Data listing: Begin

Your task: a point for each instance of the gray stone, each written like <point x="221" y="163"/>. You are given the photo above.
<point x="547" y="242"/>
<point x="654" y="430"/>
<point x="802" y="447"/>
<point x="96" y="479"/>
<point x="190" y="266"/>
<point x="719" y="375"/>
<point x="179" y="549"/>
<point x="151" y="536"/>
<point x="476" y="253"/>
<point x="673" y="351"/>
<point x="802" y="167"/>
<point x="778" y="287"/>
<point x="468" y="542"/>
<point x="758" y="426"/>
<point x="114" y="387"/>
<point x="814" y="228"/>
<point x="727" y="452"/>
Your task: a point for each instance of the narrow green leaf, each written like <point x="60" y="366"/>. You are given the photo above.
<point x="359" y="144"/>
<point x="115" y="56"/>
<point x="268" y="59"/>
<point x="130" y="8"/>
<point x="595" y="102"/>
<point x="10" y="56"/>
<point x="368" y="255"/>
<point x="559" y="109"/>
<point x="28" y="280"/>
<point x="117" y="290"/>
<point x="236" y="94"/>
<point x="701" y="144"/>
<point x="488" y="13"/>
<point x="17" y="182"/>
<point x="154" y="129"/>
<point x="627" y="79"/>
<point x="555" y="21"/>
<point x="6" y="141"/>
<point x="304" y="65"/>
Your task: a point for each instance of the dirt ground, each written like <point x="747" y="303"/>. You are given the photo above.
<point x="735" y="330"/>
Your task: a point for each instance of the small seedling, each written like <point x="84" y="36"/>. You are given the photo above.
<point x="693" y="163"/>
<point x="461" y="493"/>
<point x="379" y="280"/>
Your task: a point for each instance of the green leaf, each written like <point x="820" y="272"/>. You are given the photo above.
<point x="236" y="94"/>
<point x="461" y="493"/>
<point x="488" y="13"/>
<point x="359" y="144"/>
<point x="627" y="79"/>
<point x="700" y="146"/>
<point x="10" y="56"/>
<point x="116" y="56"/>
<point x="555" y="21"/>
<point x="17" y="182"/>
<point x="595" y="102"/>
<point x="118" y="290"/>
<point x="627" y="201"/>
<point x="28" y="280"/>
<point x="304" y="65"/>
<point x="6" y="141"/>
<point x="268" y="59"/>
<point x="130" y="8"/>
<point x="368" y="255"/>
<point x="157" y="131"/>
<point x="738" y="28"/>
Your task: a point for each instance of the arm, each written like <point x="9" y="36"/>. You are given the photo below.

Data listing: End
Data listing: Begin

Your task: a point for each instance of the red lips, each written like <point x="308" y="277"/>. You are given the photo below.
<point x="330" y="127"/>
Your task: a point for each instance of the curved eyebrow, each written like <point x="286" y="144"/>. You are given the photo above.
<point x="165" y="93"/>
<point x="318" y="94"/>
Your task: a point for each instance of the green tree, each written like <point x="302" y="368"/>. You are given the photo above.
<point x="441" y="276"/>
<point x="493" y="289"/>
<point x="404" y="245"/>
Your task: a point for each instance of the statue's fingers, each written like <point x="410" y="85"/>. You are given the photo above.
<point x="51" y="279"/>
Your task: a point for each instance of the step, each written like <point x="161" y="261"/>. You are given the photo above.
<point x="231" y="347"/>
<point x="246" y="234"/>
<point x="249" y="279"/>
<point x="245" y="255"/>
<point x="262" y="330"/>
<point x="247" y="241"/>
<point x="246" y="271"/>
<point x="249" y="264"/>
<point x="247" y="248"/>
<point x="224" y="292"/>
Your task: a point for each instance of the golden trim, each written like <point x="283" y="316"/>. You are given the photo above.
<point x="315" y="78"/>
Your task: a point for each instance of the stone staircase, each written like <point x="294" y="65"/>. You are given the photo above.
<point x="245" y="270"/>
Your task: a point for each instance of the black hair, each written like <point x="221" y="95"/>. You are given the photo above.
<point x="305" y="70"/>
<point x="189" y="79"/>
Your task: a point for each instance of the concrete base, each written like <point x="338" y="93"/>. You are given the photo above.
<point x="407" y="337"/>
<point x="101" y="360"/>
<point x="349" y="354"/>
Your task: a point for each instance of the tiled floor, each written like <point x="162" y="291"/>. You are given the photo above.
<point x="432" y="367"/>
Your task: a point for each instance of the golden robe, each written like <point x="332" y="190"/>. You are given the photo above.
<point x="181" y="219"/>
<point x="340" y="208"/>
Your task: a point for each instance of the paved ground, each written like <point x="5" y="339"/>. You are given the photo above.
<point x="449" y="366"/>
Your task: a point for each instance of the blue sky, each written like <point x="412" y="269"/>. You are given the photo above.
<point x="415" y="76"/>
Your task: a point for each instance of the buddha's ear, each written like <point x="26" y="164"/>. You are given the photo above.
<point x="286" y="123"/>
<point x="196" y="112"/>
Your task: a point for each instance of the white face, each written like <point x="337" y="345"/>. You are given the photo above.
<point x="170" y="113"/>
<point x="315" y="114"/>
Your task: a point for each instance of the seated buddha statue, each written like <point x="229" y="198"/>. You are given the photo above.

Data listing: End

For this task, write out exactly the lines of the entries above, starting at the line with "Your task: a point for each instance of the paved" and ending at the line with "Your task: a point for each instance of the seated", both included, and no others.

** Solution to the exercise **
Your task: a point for each instance of the paved ground, each written like <point x="5" y="339"/>. You are given the photo above.
<point x="449" y="366"/>
Your task: a point for each instance of the blue sky, each written like <point x="412" y="269"/>. You are given the photo above.
<point x="415" y="76"/>
Your task: a point for each instance of the buddha's ear, each written like <point x="26" y="164"/>. You are given the photo above.
<point x="286" y="123"/>
<point x="196" y="112"/>
Your task: a point for each instance of the white face, each written like <point x="337" y="345"/>. You are given the photo above.
<point x="170" y="113"/>
<point x="315" y="114"/>
Your task: a point for each instance of the seated buddha statue, each written like <point x="229" y="198"/>. You are given the photo above.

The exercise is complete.